%%

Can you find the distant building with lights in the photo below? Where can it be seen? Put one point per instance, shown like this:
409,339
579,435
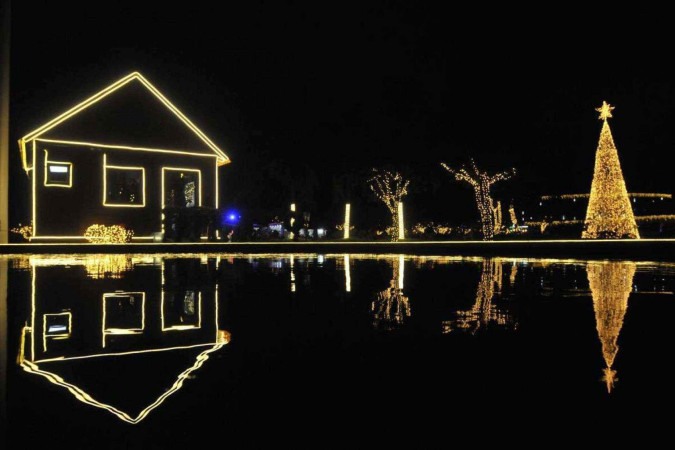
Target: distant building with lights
564,214
118,158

%%

### Aim
Copy out every line of the records above word for word, omitting the pictures.

### Exercise answer
Can you find the distant building with lights in the photo below? Where can it be seen? Put one point per instance, shown like this:
409,339
579,435
Target: distant building with lights
564,214
118,158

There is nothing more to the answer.